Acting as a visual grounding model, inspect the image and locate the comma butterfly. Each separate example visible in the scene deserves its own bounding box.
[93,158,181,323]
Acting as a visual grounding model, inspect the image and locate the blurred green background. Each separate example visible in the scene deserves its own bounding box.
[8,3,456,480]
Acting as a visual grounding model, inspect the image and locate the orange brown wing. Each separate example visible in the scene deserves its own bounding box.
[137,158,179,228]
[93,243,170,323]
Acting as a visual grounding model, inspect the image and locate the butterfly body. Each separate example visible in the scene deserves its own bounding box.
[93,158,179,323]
--
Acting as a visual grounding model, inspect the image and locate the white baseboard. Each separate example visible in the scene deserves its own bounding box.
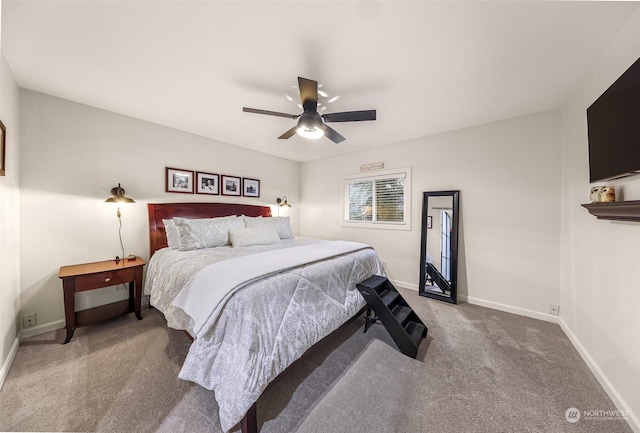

▶ [OPDRACHTDETAILS]
Neem de regels letterlijk over, beginnend bij de regel met "locate the comma" en eindigend bij de regel met "[93,158,179,323]".

▶ [JUIST ANTWOORD]
Acting as a visual grounding model, inspect the image and locate the comma butterfly. Each separate example visible in the scene deserves its own bounding box.
[93,158,181,323]
Acting as a visual grounding model, inspect the image and locate the blurred green background. Each separate example visible in the scene deserves its own bounding box.
[8,3,456,480]
Acting as a visual grounding model, inspect the image and locate the orange brown wing. Each separate example visible in the scene deserves its own bounding box.
[137,158,179,228]
[93,243,170,323]
Acting as a visual grounding model, inspect the image and locate the butterfly body. Each separate example visible in the scene deserves its own bounding box.
[93,158,179,323]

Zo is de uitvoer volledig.